(Material provided)

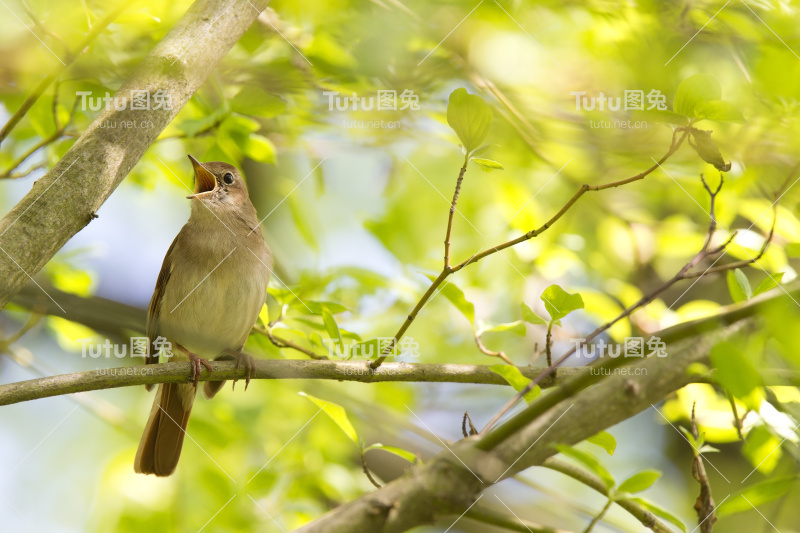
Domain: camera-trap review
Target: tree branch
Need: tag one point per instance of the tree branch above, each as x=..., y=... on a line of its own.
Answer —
x=648, y=519
x=67, y=198
x=180, y=372
x=448, y=270
x=96, y=30
x=445, y=486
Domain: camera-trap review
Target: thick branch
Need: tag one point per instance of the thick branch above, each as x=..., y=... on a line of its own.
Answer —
x=109, y=378
x=66, y=199
x=443, y=486
x=648, y=519
x=96, y=30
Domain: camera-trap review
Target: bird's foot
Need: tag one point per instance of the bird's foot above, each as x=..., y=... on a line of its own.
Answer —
x=249, y=364
x=197, y=367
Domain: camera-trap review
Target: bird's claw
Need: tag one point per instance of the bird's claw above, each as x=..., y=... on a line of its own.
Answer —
x=197, y=367
x=249, y=365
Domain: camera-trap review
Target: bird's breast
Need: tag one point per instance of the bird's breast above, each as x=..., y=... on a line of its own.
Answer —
x=214, y=294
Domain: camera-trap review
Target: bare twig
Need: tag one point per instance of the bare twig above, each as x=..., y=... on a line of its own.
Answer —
x=491, y=353
x=704, y=505
x=285, y=343
x=684, y=273
x=447, y=271
x=452, y=212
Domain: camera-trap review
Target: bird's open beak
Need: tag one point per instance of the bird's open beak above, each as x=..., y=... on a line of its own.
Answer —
x=204, y=181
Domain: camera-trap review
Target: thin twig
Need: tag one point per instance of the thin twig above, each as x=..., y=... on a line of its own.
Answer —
x=676, y=144
x=684, y=273
x=285, y=343
x=489, y=352
x=452, y=212
x=599, y=516
x=704, y=505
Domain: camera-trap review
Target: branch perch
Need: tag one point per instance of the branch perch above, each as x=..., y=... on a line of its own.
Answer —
x=179, y=372
x=67, y=198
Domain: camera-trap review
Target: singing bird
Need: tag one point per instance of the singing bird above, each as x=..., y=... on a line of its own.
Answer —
x=209, y=292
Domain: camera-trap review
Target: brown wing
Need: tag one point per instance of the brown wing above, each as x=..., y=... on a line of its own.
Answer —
x=154, y=310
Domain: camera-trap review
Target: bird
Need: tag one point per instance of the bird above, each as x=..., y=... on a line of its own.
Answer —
x=209, y=292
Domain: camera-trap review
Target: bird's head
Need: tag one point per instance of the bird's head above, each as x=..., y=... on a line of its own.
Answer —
x=219, y=185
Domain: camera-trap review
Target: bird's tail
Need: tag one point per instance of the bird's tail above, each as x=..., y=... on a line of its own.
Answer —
x=160, y=447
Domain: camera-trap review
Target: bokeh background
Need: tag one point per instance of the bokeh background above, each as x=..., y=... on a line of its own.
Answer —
x=357, y=215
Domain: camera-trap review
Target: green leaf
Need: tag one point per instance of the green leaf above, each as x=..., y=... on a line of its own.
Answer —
x=639, y=482
x=470, y=117
x=517, y=327
x=768, y=283
x=487, y=165
x=259, y=148
x=456, y=297
x=660, y=512
x=514, y=377
x=792, y=249
x=694, y=91
x=739, y=285
x=605, y=440
x=735, y=371
x=331, y=327
x=315, y=307
x=337, y=414
x=758, y=494
x=762, y=449
x=696, y=444
x=256, y=101
x=405, y=454
x=530, y=317
x=263, y=315
x=719, y=110
x=708, y=150
x=560, y=303
x=367, y=350
x=589, y=461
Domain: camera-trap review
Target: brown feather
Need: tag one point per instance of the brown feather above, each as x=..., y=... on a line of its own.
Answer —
x=160, y=447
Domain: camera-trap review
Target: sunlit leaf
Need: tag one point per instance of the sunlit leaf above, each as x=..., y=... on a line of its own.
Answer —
x=405, y=454
x=739, y=285
x=768, y=283
x=589, y=461
x=756, y=495
x=694, y=91
x=530, y=317
x=560, y=303
x=639, y=482
x=517, y=328
x=487, y=165
x=661, y=512
x=514, y=377
x=734, y=369
x=256, y=101
x=605, y=440
x=337, y=413
x=470, y=117
x=457, y=298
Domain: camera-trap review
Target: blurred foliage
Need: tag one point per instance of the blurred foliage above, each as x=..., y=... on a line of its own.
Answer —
x=362, y=229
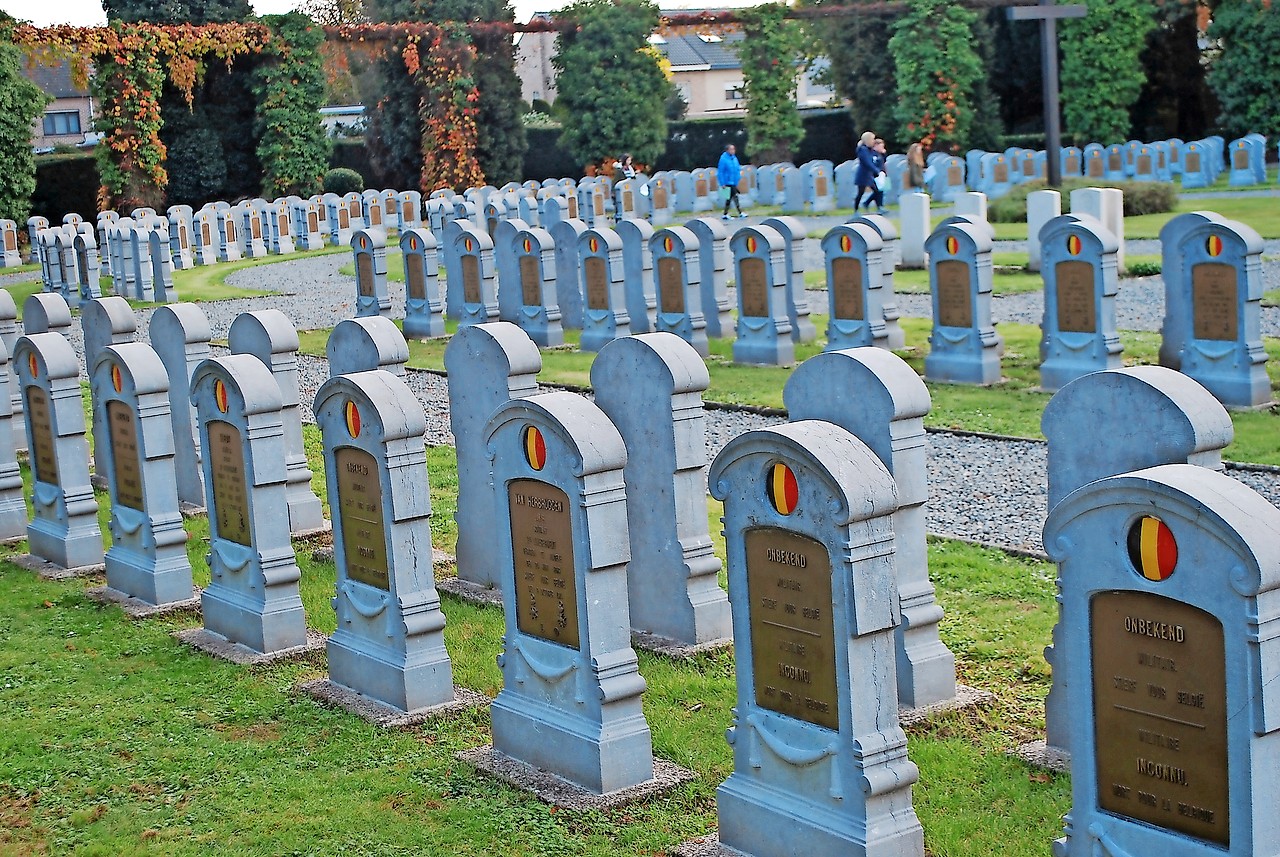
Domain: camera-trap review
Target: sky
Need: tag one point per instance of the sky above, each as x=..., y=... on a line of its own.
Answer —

(End Material provided)

### Action item
Return only the lines running from the top of the data to the line that holds "Target: bird's foot". Include both of those lines, but skip the pictures.

### Finished task
Domain: camera-trap review
Target: tree branch
Need: tag one point per instance of the tree branch above, each as x=..., y=... on a line of its own.
Answer —
x=648, y=519
x=67, y=198
x=180, y=372
x=448, y=270
x=96, y=30
x=445, y=486
Domain: camera-trap review
Target: thick branch
Need: tag one point per instance of the thick branch above, each as x=..., y=... on a line of its own.
Answer —
x=109, y=378
x=66, y=199
x=443, y=486
x=648, y=519
x=96, y=30
Domain: camera-trap review
Target: bird's foot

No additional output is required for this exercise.